11 dezembro 2021

Crônica de sábado

Touro de ouro e Geografia da fome

Cícero Belmar*

 

Sinto muito, Josué de Castro, suas denúncias continuam sem serem ouvidas. Olha o resultado: neste 2021, quando faz 75 anos da publicação de um dos livros dos mais fenomenais já escrito neste País, “Geografia da Fome”, de sua autoria, a fome atinge cerca de 20 milhões de brasileiros.

Sim, eu sei que esta pandemia de covid-19, que se arrasa há praticamente dois anos, contribuiu. A população de rua aumentou e as estatísticas nos constrangem com tantas pessoas na extrema miséria. Ela também agravou os dramas sociais, as desigualdades, as diferenças profundas.

Mas você alertou, com a seriedade do cientista que foi: “A perspectiva dos próximos anos, se não se processar uma mudança radical na política alimentar do mundo, é bem mais alarmante”.

Cientistas são os profetas de nossos dias. No mês passado uma mulher foi presa roubando uns pacotinhos de tang e outros de macarrão instantâneo, num supermercado de São Paulo. Era para matar a fome dos cinco filhos. “Eu só queria ser gente”, disse a mulher, aos jornalistas.

Na mesma São Paulo, há duas semanas, colocaram a estátua de um touro de ouro, imitação cafona de Nova York, na frente do prédio da Bolsa de Valores brasileira. Disseram que simbolizava a prosperidade. Diante das críticas, tiraram o monumento da alienação de lá. Essa conta não fecha.

☆ ☆ ☆ ☆ ☆ ☆ ☆

#### Exercícios a fazer
[1] Reproduza o trecho da crônica sobre a fome que vai de "Cientistas são os" até "mulher, aos jornalistas.", incluindo essas palavras.
[2] Prossiga a crônica sobre a fome e o touro de ouro a partir da última frase apresentada.

☆ ☆ ☆ ☆ ☆ ☆ ☆

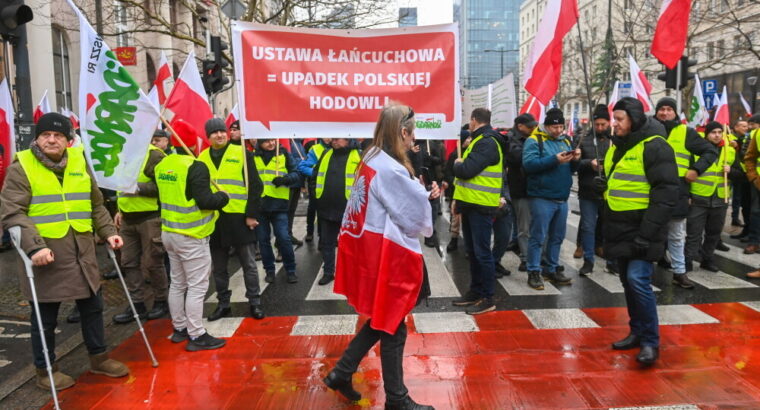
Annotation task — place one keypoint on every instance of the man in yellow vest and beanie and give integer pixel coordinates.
(142, 256)
(707, 213)
(477, 193)
(335, 173)
(237, 221)
(51, 194)
(686, 144)
(641, 190)
(188, 215)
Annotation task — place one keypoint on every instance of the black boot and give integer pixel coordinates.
(160, 309)
(342, 386)
(127, 316)
(406, 404)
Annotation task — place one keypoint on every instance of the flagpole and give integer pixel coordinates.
(590, 102)
(184, 146)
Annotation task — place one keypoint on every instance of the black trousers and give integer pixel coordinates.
(246, 255)
(391, 358)
(91, 313)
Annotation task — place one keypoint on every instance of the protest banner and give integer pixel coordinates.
(331, 83)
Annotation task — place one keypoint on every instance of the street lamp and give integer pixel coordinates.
(501, 52)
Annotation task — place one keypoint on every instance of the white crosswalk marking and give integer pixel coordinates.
(444, 322)
(559, 319)
(683, 315)
(322, 325)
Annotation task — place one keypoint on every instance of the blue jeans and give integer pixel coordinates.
(279, 223)
(589, 217)
(502, 234)
(476, 229)
(636, 276)
(548, 218)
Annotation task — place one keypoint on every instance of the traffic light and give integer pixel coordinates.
(13, 13)
(214, 79)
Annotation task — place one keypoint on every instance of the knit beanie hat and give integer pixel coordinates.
(53, 121)
(601, 112)
(635, 111)
(554, 116)
(215, 124)
(666, 101)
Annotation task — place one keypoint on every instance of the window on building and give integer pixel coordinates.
(407, 16)
(120, 13)
(61, 70)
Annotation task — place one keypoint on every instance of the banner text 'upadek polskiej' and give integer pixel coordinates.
(306, 83)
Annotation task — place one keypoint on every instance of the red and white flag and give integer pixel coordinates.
(188, 100)
(745, 104)
(7, 129)
(164, 80)
(722, 114)
(670, 35)
(42, 108)
(544, 63)
(233, 116)
(640, 86)
(379, 267)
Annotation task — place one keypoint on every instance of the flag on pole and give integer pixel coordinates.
(745, 104)
(233, 116)
(7, 129)
(722, 114)
(670, 35)
(640, 85)
(698, 115)
(42, 108)
(188, 100)
(117, 119)
(164, 80)
(544, 63)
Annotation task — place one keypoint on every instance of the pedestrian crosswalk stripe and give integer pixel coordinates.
(321, 325)
(441, 283)
(444, 322)
(559, 319)
(683, 315)
(224, 327)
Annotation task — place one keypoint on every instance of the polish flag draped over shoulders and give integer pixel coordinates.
(672, 28)
(544, 63)
(379, 267)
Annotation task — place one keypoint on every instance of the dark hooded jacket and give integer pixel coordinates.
(622, 228)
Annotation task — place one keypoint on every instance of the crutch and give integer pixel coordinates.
(15, 233)
(132, 305)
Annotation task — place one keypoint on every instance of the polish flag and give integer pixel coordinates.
(7, 129)
(233, 116)
(379, 265)
(188, 101)
(721, 111)
(164, 80)
(640, 85)
(745, 104)
(544, 63)
(42, 108)
(670, 35)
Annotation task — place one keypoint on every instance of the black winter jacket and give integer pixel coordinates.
(697, 146)
(621, 228)
(586, 172)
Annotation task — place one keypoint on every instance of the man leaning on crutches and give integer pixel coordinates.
(53, 199)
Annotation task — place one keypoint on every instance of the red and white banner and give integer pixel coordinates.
(7, 129)
(640, 86)
(544, 63)
(331, 83)
(670, 35)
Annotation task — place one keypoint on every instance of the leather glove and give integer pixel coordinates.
(642, 246)
(600, 185)
(279, 181)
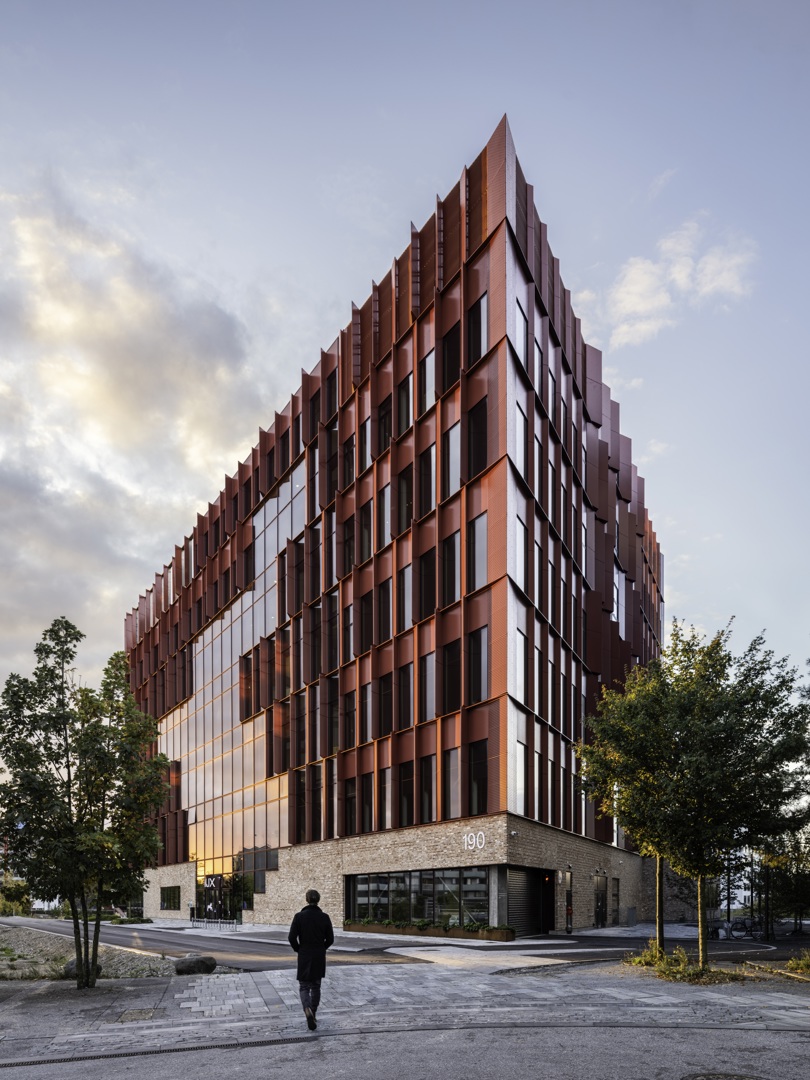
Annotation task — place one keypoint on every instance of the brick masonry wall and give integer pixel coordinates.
(324, 865)
(185, 876)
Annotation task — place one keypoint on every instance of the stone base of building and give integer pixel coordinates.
(520, 873)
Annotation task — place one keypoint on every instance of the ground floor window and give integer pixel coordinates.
(170, 899)
(449, 898)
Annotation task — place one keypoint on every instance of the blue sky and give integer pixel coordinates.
(192, 193)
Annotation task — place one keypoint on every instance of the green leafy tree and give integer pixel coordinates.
(700, 753)
(790, 876)
(80, 783)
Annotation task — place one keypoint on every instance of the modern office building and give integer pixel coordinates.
(372, 657)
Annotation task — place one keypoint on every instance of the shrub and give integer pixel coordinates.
(800, 962)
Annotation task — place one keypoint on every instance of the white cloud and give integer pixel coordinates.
(659, 184)
(650, 295)
(618, 382)
(126, 392)
(655, 448)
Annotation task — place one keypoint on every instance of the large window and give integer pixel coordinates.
(383, 424)
(349, 461)
(404, 499)
(348, 634)
(450, 356)
(406, 793)
(476, 553)
(387, 703)
(450, 784)
(405, 697)
(427, 687)
(522, 334)
(522, 443)
(427, 386)
(404, 599)
(476, 331)
(383, 516)
(427, 481)
(451, 676)
(365, 713)
(350, 719)
(522, 555)
(383, 799)
(170, 898)
(366, 621)
(478, 661)
(428, 788)
(348, 545)
(383, 609)
(404, 404)
(350, 807)
(477, 765)
(366, 518)
(428, 583)
(522, 666)
(476, 435)
(366, 802)
(451, 460)
(451, 896)
(450, 568)
(364, 445)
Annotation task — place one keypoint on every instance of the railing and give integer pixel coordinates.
(216, 923)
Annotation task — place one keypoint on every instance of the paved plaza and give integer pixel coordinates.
(443, 989)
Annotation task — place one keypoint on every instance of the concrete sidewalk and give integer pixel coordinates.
(457, 988)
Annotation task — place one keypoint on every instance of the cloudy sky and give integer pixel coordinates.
(192, 193)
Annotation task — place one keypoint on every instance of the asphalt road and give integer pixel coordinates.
(265, 950)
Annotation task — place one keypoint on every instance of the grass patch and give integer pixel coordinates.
(800, 963)
(678, 968)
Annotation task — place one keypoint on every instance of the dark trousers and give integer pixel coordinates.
(310, 995)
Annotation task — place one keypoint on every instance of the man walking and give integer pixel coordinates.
(310, 935)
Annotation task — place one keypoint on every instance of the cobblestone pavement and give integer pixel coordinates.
(46, 1022)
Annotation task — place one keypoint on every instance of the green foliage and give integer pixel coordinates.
(678, 967)
(701, 753)
(790, 863)
(800, 963)
(80, 783)
(649, 957)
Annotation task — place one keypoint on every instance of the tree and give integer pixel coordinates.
(701, 753)
(790, 863)
(80, 783)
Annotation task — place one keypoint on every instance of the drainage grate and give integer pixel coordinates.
(720, 1076)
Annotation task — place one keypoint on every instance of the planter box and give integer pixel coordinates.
(377, 928)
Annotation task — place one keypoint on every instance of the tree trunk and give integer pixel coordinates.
(89, 975)
(77, 944)
(702, 928)
(96, 931)
(660, 865)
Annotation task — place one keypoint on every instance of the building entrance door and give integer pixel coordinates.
(530, 900)
(599, 900)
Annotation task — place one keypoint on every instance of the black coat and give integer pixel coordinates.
(310, 935)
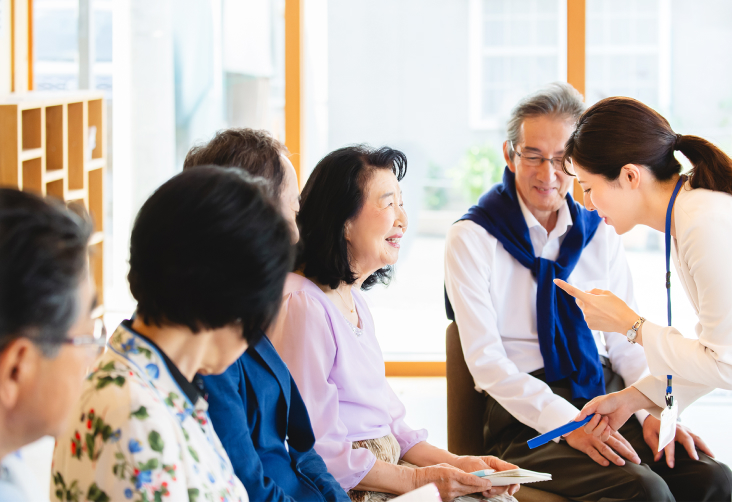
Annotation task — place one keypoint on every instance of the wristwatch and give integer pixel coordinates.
(632, 333)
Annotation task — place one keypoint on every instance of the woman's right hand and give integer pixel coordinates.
(451, 481)
(612, 411)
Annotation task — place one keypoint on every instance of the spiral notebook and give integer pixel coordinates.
(513, 476)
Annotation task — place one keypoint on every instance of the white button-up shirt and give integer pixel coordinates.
(494, 299)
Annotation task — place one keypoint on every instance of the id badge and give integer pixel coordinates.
(668, 425)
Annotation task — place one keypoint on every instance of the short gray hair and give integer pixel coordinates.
(559, 99)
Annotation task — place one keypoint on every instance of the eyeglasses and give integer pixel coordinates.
(98, 338)
(537, 160)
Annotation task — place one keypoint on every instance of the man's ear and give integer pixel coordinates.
(507, 157)
(18, 365)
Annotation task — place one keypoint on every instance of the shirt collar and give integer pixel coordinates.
(564, 218)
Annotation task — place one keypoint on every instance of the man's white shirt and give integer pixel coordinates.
(494, 300)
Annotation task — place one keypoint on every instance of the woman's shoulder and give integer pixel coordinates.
(700, 207)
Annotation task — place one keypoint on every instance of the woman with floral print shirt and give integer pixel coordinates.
(208, 257)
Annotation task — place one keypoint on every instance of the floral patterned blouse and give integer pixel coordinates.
(136, 436)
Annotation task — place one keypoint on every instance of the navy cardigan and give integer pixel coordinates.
(264, 426)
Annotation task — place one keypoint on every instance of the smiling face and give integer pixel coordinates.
(542, 188)
(617, 202)
(59, 379)
(374, 234)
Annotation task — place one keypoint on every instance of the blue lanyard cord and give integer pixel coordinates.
(669, 397)
(669, 211)
(668, 244)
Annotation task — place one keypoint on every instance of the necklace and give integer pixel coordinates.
(344, 302)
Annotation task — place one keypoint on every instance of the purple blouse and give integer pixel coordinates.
(341, 376)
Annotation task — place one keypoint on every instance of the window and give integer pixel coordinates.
(56, 41)
(515, 47)
(628, 51)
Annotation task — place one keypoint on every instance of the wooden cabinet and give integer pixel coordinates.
(54, 144)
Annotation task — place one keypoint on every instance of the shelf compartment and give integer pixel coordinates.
(33, 176)
(32, 134)
(96, 198)
(50, 176)
(95, 120)
(55, 189)
(55, 138)
(95, 164)
(31, 153)
(76, 145)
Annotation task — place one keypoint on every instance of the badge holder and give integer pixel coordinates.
(669, 415)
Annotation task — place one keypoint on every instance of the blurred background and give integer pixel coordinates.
(434, 78)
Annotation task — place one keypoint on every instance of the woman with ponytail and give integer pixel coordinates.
(623, 154)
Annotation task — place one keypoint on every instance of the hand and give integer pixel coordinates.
(603, 452)
(451, 481)
(612, 411)
(603, 311)
(684, 436)
(471, 464)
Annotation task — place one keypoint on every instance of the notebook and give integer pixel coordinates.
(513, 476)
(428, 493)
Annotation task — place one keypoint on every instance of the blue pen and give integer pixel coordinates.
(559, 431)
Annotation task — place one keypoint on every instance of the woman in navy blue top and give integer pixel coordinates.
(254, 405)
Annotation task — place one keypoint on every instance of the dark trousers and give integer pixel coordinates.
(576, 476)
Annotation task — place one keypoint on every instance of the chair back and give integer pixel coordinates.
(465, 410)
(465, 405)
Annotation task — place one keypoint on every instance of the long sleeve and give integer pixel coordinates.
(702, 364)
(227, 401)
(114, 452)
(405, 435)
(628, 359)
(468, 259)
(305, 341)
(311, 464)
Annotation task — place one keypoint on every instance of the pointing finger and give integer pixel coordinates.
(569, 289)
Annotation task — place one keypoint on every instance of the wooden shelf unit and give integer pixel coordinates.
(54, 144)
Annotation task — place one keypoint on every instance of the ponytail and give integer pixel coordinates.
(712, 168)
(618, 131)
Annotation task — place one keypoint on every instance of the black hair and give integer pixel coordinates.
(618, 131)
(43, 253)
(253, 150)
(333, 195)
(210, 249)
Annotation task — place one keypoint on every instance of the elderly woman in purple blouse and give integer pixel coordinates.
(351, 222)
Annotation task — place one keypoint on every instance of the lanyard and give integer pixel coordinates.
(669, 397)
(668, 244)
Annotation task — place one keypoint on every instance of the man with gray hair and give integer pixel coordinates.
(526, 342)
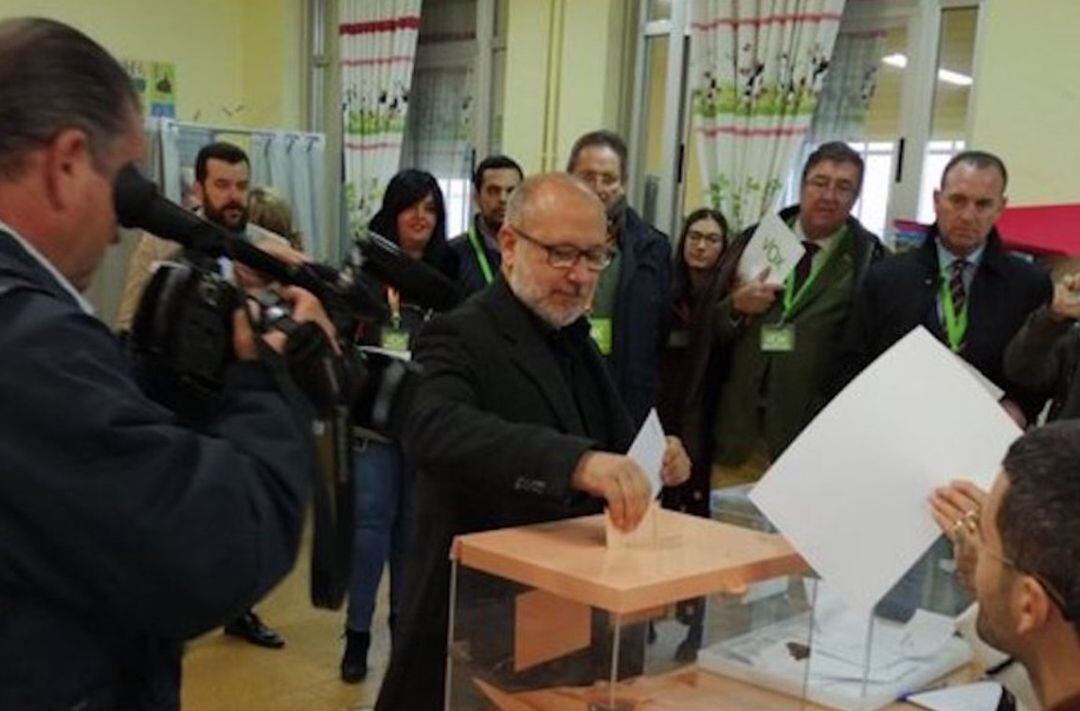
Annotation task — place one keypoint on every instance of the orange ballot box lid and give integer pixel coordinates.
(688, 557)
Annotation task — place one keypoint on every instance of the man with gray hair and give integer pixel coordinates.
(123, 531)
(516, 420)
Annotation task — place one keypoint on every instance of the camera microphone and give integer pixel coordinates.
(139, 204)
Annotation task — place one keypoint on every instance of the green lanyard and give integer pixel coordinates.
(481, 255)
(956, 325)
(791, 297)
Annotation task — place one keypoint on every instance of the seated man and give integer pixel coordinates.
(1023, 560)
(516, 419)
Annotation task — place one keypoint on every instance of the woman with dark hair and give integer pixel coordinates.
(703, 240)
(414, 217)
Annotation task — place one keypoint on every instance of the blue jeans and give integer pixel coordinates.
(382, 528)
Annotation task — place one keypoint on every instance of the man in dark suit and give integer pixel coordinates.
(477, 249)
(629, 314)
(960, 284)
(516, 420)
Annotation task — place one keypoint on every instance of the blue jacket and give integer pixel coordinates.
(122, 531)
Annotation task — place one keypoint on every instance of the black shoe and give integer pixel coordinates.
(250, 627)
(354, 660)
(687, 649)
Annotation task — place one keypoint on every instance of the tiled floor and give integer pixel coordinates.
(227, 674)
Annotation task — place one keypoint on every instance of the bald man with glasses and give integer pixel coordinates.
(516, 421)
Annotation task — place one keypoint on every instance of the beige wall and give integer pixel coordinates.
(238, 62)
(540, 126)
(1026, 102)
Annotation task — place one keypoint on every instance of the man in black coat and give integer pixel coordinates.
(516, 420)
(630, 312)
(960, 284)
(123, 530)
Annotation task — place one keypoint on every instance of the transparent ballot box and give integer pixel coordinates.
(568, 616)
(858, 661)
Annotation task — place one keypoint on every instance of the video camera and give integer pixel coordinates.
(183, 333)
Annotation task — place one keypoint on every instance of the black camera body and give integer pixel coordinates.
(184, 324)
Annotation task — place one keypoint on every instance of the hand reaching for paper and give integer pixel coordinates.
(956, 509)
(676, 465)
(755, 297)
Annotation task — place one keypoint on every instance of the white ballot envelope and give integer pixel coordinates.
(648, 451)
(851, 493)
(773, 246)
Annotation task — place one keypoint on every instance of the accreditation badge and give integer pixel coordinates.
(394, 339)
(778, 337)
(601, 331)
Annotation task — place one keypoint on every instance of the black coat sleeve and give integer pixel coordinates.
(110, 507)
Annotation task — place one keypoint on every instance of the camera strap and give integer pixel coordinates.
(332, 485)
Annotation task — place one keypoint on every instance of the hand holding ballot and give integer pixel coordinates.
(618, 480)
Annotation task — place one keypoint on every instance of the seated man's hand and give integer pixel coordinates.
(618, 480)
(302, 307)
(956, 509)
(676, 465)
(1065, 306)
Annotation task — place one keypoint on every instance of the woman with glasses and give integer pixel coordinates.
(413, 216)
(698, 253)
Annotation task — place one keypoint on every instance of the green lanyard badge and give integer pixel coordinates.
(956, 324)
(481, 255)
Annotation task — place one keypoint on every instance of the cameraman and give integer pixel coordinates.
(122, 532)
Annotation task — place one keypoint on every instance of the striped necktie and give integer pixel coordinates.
(956, 287)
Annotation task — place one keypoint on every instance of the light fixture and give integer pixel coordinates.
(954, 78)
(946, 76)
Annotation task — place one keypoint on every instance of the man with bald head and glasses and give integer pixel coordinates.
(516, 420)
(1020, 557)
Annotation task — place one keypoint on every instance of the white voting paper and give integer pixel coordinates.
(851, 492)
(983, 696)
(773, 245)
(648, 451)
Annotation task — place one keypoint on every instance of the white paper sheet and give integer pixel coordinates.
(851, 492)
(983, 696)
(648, 451)
(773, 245)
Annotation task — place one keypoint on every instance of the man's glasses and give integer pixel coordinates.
(565, 257)
(840, 188)
(1052, 592)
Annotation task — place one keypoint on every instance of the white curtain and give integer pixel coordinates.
(439, 133)
(439, 138)
(756, 70)
(845, 99)
(292, 163)
(377, 52)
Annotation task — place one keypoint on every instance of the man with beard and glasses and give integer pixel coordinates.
(1020, 553)
(220, 188)
(220, 191)
(516, 421)
(629, 314)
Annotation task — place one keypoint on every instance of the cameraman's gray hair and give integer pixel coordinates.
(529, 191)
(54, 78)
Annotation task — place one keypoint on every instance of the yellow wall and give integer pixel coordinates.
(238, 62)
(589, 94)
(1026, 103)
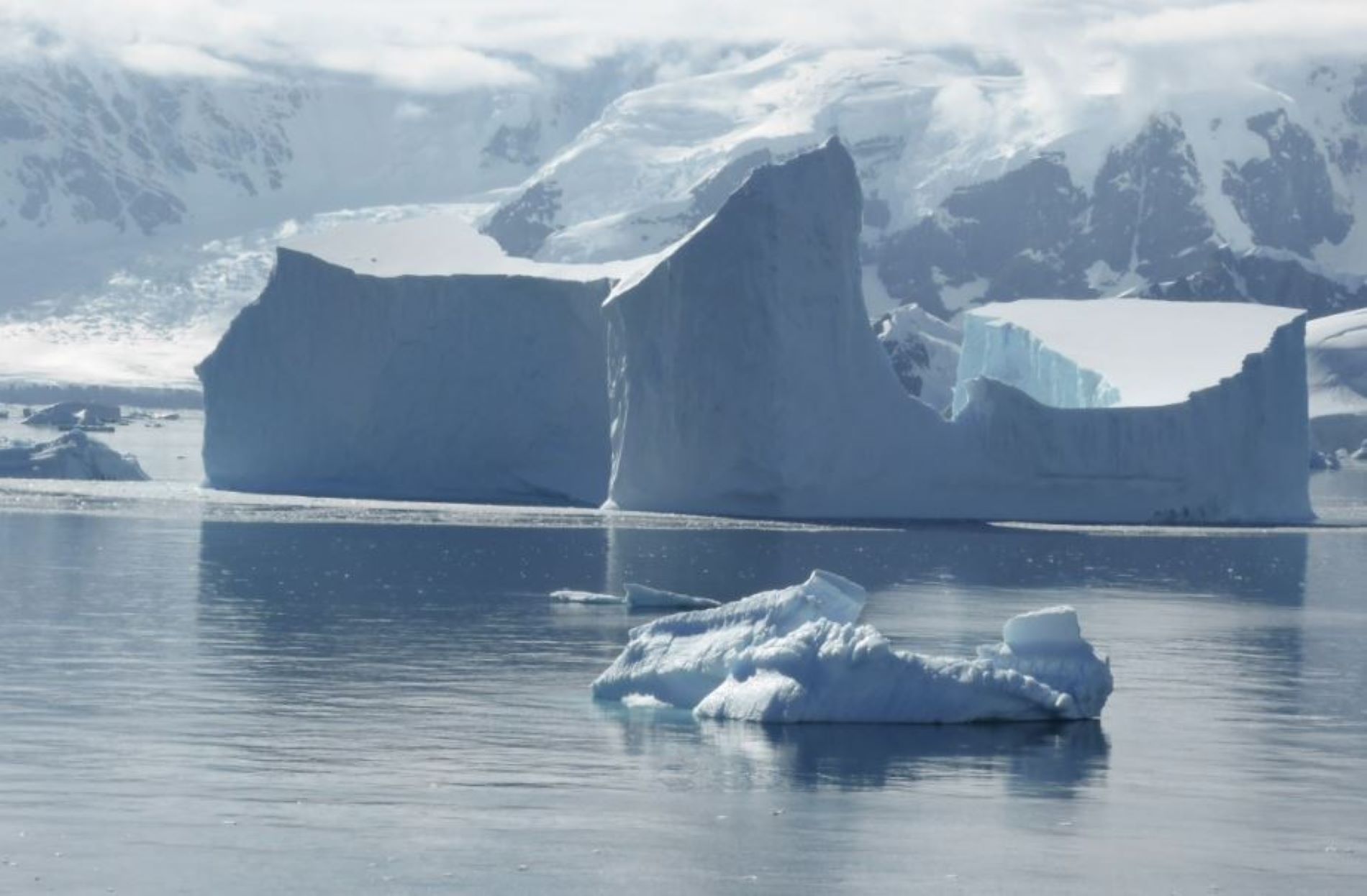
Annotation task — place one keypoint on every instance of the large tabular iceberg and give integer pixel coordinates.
(799, 656)
(1336, 354)
(745, 380)
(446, 387)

☆ ☆ ☆ ☆ ☆ ☆ ☆

#### Resultados dos exercícios
[1]
Cientistas são os profetas de nossos dias. No mês passado uma mulher foi presa roubando uns pacotinhos de tang e outros de macarrão instantâneo, num supermercado de São Paulo. Era para matar a fome dos cinco filhos. “Eu só queria ser gente”, disse a mulher, aos jornalistas.

[2]
Geografia da Fome escandalizou o mundo há 75 anos ao provar que esse flagelo não era resultante só da escassez de alimentos. Mas, primeiro, da insuficiência calórica dos tipos de alimentos consumidos. Tipo macarrão instantâneo e tang, que não suprem necessidades vitamínicas.

E o principal motivo, o que fez a terra tremer, com a Geografia da Fome: o livro denunciou que ela existia, existe e existirá por ausência de políticas públicas. Por falta de vontade de gestores que não querem acabar com a fome. A miséria interessa a políticos escrotos, genocidas e congêneres.

O livro foi escrito em 1946 e se tornou um sucesso retumbante na Europa arrasada pela guerra. Josué de Castro se tornou o brasileiro mais conhecido no mundo, na década de 1950. Gilberto Freyre era seu rival. Ficaram famosas as polêmicas dos dois intelectuais, no Recife.

(Pausa para os comerciais. Escrevi um romance chamado “Rossellini amou a pensão de dona Bombom”, que narra a vinda do diretor de cinema, o papa do neorrealismo italiano para o Recife, em 1958, para filmar Geografia da Fome. No romance, evidencio os desencontros de Gilberto e Josué. Agora que vendi o meu peixe, voltemos ao ponto).

Homem de esquerda, deputado federal pelo PTB, Josué de Castro virou celebridade e autor de best-seller. Num dos seus livros, criou o mito do homem caranguejo. Como recifense, conheceu as palafitas em comunidades pobres. O homem caranguejo seria o que vivia em palafitas, se assemelhando em tudo aos crustáceos, arrastando-se na lama pegajosa. Aquele que, dos mangues, tira o sustento da família.

Josué, você tinha razão: estamos todos cada vez mais atolados nessa lama, caminhando para trás, como fazem os caranguejos. A situação piorou muito. Está explosiva.

Há um livro com escritos de Josué, reunidos e organizado por Anna Maria de Castro, que se chama “Fome: um tema proibido”. Nele, uma citação adaptada a partir de um pensamento de Einstein, diz: “O homem só poderá sobreviver a esta época mudando radicalmente a maneira de pensar, com uma nova consciência política, à base de uma nova experiência existencial”. Recado dado.

Cícero Belmar  é escritor e jornalista. Autor de contos, romances, biografias, peças de teatro e livros para crianças e jovens. Membro da Academia Pernambucana de Letras.